----- Document extract

In 2008 and 2009, similar monitor window data was acquired and
analysed and the flickering pixel behavior was seen to be qualitatively
unchanged from that seen in 2002.
An important consequence of the flickering pixel
phenomenon is that the dark current pixel values obtained during the
dark current calibration may not be directly subtracted from
observation pixel data in post-facto processing. Instead, users of
monitor window data should use a warm pixel detection algorithm such
as the one implemented in ground processing5.
Charge transfer inefficiency (CTI)
Radiation damage degrades the efficiency with which charge is
transferred in the CCD by introducing dislocations in the
semiconductor which trap electrons and prevent their transfer. The
most important consequence is a "streaking" or "trailing" of star
images along the readout column(s), which can introduce systematic
centroid shifts. These shifts depend primarily on CCD transfer
distance to the readout and star magnitude.
The procedure for calibrating the mean CTI is to dither a faint star
across the CCD quadrant boundary and observe the discontinuity in
centroid (the CCD is divided electrically into four quadrants). In 2004, a
total of 20 calibration observations were performed during perigee, each with a guide
star dithering over a quadrant boundary.
Despite significant concerns prior to launch, as well as notable CTI
degradation in the ACIS front-illuminated chips, there is no evidence
of increased CTI in the ACA CCD.
Field distortion
The precise mapping from ACA CCD pixel position to angle relative to
the ACA boresight is done with the "ACA field distortion
polynomial". This includes plate scale factors up to third order as
well as temperature-dependent terms. In order to verify that no
mechanical shift in the ACA had occurred during launch, a field
distortion calibration was performed during the orbital activation and
checkout phase. The on-orbit calibration revealed no mechanical
shift. Such a shift would have caused degraded celestial location accuracy.
The calibration was done by observing a dense field of stars with the
spacecraft in normal pointing mode. Two reference stars were observed
continuously, while sets of 4 stars each were observed for
100 seconds. The calibration was completed after observing 64 stars
over the ACA field of view, taking roughly 60 minutes. There are
currently no plans to repeat this on-orbit calibration. Instead, the
field distortion coefficients are monitored by long-term trending of
observed star positions relative to their expected positions.

----------

#### [Short task 1]
According to the ACA calibration passage, why was a field distortion calibration carried out during the orbital activation and checkout phase?
#### [Short task 2]
Carry on the ACA calibration passage from its final sentence.

----- Record extracts

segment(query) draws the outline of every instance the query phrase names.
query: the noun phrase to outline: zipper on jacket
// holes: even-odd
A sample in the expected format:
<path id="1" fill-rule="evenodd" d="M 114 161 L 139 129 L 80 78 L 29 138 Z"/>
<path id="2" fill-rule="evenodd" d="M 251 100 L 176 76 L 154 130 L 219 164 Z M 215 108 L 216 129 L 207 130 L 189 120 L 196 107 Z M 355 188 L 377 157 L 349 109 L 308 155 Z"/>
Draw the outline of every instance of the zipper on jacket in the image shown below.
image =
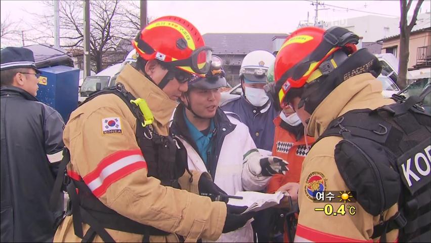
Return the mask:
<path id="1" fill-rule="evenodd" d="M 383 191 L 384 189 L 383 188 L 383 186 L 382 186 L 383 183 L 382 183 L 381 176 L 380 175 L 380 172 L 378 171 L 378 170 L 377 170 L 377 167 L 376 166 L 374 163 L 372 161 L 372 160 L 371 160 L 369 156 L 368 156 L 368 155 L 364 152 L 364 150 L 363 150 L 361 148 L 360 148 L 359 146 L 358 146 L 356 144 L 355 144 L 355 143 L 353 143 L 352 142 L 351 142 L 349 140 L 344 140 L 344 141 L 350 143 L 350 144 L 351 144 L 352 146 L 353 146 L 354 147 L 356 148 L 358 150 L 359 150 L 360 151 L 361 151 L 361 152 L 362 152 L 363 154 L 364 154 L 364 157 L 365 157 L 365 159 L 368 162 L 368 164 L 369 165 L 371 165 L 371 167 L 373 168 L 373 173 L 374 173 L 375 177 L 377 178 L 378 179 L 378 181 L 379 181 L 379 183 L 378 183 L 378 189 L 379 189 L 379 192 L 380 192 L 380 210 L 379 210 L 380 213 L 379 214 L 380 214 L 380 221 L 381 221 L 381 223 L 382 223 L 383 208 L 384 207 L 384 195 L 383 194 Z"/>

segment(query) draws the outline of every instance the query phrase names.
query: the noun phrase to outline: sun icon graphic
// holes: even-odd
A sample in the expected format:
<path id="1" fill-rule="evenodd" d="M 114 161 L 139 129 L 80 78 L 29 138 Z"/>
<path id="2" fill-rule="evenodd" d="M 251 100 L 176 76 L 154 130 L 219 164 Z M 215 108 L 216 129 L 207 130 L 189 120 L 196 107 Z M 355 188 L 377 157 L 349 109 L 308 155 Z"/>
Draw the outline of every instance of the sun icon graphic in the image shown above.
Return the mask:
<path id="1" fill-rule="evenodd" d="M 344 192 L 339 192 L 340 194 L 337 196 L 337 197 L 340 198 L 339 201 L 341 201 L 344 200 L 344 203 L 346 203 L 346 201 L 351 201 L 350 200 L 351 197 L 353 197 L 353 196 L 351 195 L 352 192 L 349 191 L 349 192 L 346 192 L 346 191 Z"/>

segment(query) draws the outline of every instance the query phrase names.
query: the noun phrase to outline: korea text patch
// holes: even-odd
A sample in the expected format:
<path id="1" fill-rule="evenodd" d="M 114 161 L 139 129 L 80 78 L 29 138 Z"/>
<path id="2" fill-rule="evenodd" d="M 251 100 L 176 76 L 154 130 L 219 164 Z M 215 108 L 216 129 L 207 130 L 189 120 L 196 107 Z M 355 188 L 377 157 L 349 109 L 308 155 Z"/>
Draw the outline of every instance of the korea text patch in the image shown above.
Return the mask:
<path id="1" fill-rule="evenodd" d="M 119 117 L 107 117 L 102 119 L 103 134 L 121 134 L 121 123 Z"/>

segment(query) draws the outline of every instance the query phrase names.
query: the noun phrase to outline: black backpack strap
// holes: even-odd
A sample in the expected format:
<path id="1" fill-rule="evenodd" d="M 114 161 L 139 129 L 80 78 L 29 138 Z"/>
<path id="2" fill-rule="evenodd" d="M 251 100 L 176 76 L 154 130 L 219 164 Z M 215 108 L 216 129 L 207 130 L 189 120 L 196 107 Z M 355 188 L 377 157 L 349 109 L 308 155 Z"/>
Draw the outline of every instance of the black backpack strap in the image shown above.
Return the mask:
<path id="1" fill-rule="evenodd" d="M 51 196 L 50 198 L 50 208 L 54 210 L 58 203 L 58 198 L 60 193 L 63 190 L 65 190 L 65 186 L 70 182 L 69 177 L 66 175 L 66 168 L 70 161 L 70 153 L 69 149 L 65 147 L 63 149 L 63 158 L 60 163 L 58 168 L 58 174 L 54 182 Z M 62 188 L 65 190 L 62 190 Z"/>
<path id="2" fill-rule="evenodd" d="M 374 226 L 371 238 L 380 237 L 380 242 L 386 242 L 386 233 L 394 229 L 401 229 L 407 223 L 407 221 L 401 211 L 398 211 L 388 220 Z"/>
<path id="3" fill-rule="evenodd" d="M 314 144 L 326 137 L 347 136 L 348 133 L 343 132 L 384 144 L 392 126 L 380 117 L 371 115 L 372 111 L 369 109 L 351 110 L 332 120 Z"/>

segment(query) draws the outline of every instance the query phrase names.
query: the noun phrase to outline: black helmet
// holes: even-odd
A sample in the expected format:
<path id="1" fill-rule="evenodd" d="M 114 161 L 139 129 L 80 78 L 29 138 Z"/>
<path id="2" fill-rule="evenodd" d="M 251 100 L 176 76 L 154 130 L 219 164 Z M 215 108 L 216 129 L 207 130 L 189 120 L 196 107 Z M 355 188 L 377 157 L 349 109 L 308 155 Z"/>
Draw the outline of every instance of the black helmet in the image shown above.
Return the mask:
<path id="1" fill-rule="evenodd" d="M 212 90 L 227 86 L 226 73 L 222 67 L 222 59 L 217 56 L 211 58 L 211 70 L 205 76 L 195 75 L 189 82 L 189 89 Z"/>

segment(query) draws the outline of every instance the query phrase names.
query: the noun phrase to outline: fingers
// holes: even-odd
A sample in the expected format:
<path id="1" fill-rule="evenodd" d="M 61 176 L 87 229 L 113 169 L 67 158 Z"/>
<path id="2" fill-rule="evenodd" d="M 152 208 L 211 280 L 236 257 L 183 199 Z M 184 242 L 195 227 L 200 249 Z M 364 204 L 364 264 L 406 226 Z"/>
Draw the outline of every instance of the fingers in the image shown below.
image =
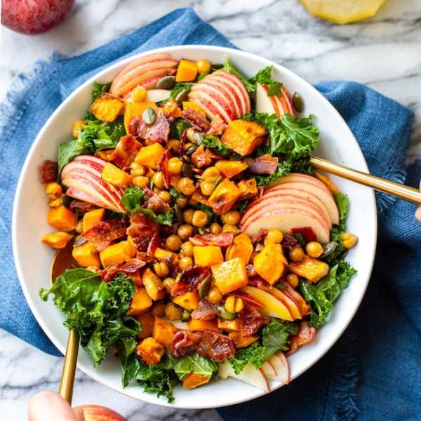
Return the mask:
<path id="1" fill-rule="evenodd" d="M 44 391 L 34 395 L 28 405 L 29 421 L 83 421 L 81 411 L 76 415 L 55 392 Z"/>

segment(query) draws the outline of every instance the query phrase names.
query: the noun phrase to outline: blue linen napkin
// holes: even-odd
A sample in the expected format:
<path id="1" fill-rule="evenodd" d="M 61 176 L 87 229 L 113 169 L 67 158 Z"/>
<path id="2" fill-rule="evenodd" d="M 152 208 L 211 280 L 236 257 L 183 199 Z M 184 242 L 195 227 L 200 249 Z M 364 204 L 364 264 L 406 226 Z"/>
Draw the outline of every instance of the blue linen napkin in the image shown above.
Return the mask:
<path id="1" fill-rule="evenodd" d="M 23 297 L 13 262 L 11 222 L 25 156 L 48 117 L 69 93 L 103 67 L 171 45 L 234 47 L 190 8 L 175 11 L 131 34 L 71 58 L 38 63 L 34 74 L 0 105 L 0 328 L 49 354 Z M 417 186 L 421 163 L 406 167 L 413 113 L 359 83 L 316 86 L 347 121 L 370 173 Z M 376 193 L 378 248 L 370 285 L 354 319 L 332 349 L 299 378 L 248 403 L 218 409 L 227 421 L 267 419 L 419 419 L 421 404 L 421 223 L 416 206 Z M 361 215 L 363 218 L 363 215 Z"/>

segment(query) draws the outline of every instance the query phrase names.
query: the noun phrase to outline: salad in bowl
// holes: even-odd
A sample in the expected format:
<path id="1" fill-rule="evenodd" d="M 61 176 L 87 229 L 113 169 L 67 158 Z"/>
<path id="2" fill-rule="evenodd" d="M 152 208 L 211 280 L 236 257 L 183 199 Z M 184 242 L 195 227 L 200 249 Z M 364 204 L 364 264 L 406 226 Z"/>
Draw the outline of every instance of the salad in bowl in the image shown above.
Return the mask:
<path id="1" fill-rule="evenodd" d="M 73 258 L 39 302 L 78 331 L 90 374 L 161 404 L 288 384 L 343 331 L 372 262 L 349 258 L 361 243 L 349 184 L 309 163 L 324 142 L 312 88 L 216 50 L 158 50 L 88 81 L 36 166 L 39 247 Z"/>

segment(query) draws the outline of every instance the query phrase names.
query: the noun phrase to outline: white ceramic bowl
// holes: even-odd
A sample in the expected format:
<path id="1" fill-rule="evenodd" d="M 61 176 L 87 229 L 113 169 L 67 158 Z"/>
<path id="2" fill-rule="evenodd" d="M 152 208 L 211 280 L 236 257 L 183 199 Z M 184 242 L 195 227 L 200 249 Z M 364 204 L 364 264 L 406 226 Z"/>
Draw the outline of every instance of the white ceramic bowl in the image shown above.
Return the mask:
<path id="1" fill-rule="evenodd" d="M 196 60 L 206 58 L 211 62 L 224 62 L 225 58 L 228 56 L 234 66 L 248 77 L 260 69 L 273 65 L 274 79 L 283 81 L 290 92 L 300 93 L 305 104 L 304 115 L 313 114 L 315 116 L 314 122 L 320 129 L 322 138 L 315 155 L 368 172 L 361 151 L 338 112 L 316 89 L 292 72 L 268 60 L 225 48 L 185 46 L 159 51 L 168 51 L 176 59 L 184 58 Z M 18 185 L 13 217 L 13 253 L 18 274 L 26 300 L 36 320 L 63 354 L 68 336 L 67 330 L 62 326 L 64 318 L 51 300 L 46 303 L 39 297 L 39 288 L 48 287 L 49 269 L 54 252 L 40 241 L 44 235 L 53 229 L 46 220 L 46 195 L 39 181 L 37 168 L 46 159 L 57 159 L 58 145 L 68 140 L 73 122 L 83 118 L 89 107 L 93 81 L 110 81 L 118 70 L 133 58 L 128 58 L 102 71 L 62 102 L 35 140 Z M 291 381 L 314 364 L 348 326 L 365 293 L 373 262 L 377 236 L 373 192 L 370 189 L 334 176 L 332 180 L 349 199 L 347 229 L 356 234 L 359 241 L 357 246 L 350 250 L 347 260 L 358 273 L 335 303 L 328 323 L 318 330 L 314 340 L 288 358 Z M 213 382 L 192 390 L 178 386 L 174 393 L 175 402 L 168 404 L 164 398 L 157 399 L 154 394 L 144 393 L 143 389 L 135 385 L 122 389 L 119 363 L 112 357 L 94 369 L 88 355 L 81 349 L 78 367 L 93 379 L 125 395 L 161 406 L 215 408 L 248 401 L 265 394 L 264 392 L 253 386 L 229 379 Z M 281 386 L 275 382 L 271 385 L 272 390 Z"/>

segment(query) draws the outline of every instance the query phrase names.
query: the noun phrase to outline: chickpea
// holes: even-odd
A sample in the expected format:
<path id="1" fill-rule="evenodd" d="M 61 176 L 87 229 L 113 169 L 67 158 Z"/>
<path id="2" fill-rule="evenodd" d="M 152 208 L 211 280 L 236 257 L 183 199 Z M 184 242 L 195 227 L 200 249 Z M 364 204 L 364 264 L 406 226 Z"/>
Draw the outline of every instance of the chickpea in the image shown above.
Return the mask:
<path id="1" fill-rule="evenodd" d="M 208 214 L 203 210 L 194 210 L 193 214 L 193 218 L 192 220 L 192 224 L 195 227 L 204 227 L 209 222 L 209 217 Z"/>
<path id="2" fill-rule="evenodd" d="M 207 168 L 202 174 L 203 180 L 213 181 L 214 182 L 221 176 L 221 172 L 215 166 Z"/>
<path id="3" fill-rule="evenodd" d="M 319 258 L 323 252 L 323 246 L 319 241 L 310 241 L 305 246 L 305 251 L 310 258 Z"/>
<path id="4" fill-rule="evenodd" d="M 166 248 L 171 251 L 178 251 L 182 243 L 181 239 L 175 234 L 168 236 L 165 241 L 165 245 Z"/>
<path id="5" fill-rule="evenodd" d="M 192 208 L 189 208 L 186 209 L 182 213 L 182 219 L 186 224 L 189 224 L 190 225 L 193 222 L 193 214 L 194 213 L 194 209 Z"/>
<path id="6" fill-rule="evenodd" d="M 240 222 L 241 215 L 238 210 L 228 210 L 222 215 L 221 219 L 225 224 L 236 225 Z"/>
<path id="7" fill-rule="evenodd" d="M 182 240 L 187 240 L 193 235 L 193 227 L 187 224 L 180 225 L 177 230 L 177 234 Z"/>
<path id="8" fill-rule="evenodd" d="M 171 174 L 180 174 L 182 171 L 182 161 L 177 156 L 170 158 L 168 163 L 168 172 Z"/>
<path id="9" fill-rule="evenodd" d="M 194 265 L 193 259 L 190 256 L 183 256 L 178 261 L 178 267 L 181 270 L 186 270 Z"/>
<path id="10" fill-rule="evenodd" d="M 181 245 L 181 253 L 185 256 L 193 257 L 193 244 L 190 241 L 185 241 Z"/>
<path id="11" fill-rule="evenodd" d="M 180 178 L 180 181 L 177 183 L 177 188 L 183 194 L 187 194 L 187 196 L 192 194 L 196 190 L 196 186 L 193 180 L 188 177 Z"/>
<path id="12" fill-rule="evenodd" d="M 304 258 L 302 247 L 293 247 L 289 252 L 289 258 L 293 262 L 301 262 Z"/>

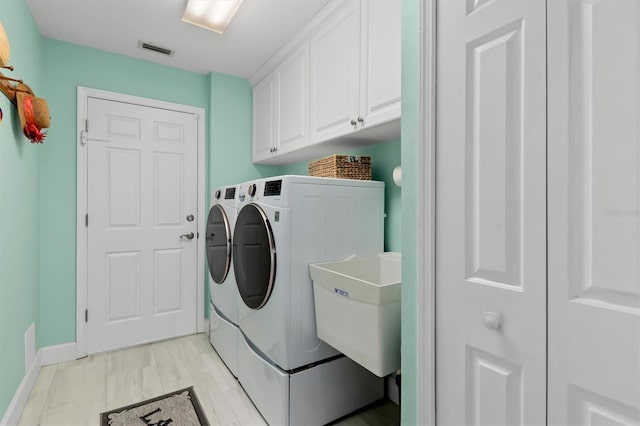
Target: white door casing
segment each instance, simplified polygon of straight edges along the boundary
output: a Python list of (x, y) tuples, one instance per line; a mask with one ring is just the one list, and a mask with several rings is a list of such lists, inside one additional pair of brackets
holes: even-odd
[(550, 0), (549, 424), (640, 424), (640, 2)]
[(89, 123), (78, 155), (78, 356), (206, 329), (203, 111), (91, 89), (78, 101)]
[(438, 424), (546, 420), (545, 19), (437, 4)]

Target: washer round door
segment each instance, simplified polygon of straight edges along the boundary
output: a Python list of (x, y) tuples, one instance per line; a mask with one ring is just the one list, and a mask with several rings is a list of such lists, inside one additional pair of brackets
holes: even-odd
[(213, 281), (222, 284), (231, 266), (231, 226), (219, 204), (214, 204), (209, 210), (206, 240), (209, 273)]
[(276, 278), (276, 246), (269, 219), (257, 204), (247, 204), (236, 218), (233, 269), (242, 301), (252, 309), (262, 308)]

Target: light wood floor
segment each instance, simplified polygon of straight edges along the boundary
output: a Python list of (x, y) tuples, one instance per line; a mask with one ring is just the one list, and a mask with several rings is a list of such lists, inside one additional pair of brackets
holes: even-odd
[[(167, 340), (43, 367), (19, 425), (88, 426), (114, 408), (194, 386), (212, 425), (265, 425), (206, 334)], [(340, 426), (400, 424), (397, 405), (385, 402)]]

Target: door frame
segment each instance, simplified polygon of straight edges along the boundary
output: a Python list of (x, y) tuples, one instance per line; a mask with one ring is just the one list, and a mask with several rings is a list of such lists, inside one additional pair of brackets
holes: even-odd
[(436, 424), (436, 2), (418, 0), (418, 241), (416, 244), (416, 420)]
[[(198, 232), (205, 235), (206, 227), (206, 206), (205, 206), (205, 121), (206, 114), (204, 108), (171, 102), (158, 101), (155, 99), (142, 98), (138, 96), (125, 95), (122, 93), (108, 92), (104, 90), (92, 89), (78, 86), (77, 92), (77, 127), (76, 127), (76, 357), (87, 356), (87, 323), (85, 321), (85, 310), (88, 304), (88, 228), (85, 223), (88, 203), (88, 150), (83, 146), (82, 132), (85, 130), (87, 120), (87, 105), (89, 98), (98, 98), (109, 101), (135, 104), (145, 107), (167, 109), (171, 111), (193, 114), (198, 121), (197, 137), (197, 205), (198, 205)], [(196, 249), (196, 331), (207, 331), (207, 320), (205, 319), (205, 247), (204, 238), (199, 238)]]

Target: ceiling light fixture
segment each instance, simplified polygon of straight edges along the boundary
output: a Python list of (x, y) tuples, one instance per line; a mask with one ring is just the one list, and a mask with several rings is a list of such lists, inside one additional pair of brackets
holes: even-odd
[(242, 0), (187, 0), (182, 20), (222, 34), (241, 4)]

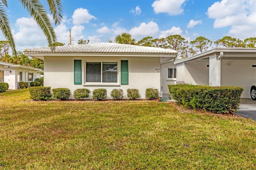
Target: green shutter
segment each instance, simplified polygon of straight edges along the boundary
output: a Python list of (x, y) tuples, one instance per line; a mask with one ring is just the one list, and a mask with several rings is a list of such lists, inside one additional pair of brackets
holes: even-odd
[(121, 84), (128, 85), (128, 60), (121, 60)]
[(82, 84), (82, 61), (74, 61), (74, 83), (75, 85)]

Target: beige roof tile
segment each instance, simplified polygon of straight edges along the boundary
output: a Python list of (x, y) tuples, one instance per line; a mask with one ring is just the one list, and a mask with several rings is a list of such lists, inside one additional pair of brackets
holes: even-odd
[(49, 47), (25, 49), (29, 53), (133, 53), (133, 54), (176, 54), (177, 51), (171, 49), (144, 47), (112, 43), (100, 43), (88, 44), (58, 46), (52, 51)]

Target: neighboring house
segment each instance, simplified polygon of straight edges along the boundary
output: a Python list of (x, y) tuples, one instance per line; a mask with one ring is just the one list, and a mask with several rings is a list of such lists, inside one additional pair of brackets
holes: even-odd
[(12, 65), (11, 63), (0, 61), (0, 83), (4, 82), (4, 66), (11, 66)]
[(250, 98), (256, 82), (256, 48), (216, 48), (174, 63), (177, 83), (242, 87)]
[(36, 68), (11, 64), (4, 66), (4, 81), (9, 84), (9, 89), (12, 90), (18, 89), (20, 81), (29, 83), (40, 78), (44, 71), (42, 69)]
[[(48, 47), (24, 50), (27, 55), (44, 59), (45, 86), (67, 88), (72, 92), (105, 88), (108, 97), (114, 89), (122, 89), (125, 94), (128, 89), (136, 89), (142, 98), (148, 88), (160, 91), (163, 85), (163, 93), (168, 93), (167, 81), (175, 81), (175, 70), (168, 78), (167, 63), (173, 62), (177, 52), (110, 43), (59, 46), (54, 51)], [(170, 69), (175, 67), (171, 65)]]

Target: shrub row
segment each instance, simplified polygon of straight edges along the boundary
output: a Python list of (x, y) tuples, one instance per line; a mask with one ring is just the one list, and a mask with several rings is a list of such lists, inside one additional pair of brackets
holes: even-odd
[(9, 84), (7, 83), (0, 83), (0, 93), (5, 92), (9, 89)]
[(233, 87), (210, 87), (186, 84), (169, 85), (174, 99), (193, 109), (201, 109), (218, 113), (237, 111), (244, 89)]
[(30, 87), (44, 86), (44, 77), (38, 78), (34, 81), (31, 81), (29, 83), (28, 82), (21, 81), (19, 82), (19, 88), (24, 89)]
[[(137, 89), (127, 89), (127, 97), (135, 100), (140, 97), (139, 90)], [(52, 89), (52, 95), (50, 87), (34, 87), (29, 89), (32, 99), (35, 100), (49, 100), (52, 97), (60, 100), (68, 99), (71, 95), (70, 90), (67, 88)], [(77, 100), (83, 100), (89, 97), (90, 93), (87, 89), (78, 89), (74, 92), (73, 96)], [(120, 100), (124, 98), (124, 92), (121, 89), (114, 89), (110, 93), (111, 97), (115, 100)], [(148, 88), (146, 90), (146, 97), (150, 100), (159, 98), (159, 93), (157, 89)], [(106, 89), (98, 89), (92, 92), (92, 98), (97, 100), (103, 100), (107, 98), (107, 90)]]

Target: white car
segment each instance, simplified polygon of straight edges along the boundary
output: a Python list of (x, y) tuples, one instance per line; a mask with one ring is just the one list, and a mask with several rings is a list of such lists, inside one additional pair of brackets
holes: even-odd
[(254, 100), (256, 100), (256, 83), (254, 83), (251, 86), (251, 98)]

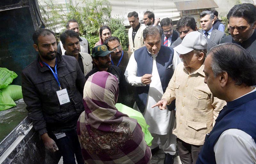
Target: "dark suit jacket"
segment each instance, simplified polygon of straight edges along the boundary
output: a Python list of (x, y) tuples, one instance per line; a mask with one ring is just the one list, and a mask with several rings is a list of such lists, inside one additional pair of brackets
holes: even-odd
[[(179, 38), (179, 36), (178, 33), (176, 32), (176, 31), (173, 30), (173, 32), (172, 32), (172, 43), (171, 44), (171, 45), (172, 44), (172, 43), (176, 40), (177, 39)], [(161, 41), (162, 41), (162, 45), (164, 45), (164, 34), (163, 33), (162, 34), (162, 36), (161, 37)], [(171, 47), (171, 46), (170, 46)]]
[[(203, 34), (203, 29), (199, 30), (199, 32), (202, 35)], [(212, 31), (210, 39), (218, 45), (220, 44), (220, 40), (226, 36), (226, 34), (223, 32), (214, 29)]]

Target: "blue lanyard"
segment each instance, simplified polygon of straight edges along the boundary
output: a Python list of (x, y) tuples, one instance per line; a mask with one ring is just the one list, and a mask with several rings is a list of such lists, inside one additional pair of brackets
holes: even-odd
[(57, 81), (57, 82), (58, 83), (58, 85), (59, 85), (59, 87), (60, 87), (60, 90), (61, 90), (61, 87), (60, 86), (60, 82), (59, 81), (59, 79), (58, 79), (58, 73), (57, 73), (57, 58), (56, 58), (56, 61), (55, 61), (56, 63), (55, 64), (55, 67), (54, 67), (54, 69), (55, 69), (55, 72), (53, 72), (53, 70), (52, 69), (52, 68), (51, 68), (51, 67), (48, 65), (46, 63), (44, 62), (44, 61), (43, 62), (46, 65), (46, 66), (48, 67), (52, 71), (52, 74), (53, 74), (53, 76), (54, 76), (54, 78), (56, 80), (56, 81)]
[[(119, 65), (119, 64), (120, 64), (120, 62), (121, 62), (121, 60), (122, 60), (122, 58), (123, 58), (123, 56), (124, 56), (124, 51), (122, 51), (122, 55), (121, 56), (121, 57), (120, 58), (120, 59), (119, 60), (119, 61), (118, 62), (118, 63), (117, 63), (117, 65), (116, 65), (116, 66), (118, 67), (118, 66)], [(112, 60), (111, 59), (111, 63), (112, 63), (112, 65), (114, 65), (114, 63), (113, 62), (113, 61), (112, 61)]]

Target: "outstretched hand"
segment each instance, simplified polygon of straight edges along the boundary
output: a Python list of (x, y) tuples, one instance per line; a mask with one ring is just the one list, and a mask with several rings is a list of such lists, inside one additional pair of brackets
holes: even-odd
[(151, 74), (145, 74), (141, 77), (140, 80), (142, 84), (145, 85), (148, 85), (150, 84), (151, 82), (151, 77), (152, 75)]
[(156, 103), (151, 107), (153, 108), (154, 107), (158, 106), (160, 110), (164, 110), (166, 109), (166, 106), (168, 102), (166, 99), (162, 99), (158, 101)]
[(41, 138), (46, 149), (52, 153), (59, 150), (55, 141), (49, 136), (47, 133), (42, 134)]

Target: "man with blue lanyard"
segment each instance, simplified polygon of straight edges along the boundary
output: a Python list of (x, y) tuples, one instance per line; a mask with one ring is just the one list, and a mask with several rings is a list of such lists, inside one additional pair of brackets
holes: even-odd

----------

#### [Reply 1]
It was done to verify that no mechanical shift in the ACA had occurred during launch. Such a shift would have caused degraded celestial location accuracy.

#### [Reply 2]
Responsivity
Contamination buildup on the CCD surface was predicted in pre-launch
estimates to result in a mean throughput loss of 9% after 5 years
on-orbit, though the calculation of this number has significant
uncertainties. The buildup of contaminants is tracked by a trending
analysis of magnitudes for stars which have been observed repeatedly
throughout the mission (e.g. in the AR LAC field). To date, these
trending analyses show no indication of contamination build-up. In
the unlikely event that future contamination occurs and causes significant
operational impact, we will consider "baking-out" the CCD on-orbit. In this
procedure the current to the CCD thermo-electric cooler is reversed
so as to heat the device to approximately 30 C for a period of
several hours. After bake-out the
CCD would be returned to its nominal operating temperature of
-19 C.
5.7 Operations
5.7.1 PCAD modes
The PCAD system has 9 operational modes (6 normal and 3 safe) which
use different combinations of sensor inputs and control mechanisms to
control the spacecraft and ensure its safety. These modes are listed
in Table 5.3. Normal science observations are carried
out in Normal Pointing Mode (NPM), while slews between targets are
done in Normal Maneuver Mode (NMM).
Table 5.3: PCAD modes
| Mode | Sensors | Control | Description |
| |
| Standby | - | - | OBC commands to RWA, RCS, and SADA disabled, for initial deployment,
subsystem checkout, etc. |
| Normal Pointing | IRU, ACA | RWA | Point at science target, with optional
dither |
| Normal Maneuver | IRU | RWA | Slew between targets at peak rate of 2° per
minute |
| Normal Sun | IRU, CSS, FSS | RWA | Acquire sun and hold spacecraft -Z axis and
solar arrays to the sun |
| Safe Sun | IRU, CSS, FSS | RWA | Safe mode: acquire sun and hold spacecraft -Z
axis and solar arrays to the sun |
| Derived Rate Safe Sun | IRU, CSS, FSS | RWA | Similar to Safe Sun Mode, but
using only one gyro (two axes) plus sun sensor data |
| |
| Transfer orbit only - now disabled |
| |
| Powered Flight | IRU | RCS | Control Chandra during Liquid Apogee Engine burns |
| RCS Maneuver | IRU | RCS | Control Chandra using the RCS |
| RCS Safe Sun | IRU, CSS, FSS | RCS | Same as Safe Sun Mode, but using RCS
instead of RWA for control |
5.7.2 Operational constraints
The ACA will meet performance requirements when the ACA line of sight
is separated from: the Sun by 45 degrees or more; the limb of the
bright Earth by 10 degrees or more; and the dark Earth or Moon by 6
degrees or more. If these restrictions are violated, the star images
may be swamped by scattered background light, with the result that
added noise on the star position will exceed the the 0.360′′
requirement (1-σ,1-axis).
5.7.3 Output data
The important output data from the ACA are the scaled raw pixel
intensities in regions (4×4, 6 ×6, or 8×8
pixel) centered on each of the star and fiducial light images. These data are
placed in the engineering portion of the telemetry stream, which is
normally allocated 8 kbit s−1. During an ACA dark current
calibration (Section 5.6.3), Chandra utilizes a
512 kbit s−1 telemetry mode in real-time contact to enable
read-out of the entire CCD (1024 ×1024 pixels). The key data
words in telemetry from the IRU are the 4 accumulated gyro counts (32
bits every 0.256 sec).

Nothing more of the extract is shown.